**EXERCISE PROMPT**
An exact transcription of the entries is required, with none of the pictures carried over.

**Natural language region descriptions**
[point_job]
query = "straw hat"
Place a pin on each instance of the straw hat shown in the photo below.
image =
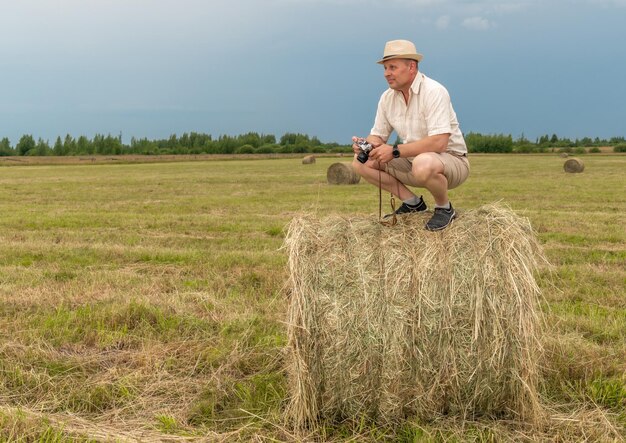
(400, 49)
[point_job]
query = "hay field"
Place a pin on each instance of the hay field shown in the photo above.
(143, 302)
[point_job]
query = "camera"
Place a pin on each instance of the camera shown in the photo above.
(365, 150)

**RESULT OF THE EXERCISE**
[point_job]
query = "straw hat"
Place a pin on each instance of the straw hat shown in the photo below.
image =
(400, 49)
[point_job]
query = "hay field"
Place a pin on each instance of the hay field shown in the photo above.
(143, 302)
[point_job]
query = "camera"
Place a pin on each instance of the camera shown in the photo above.
(365, 150)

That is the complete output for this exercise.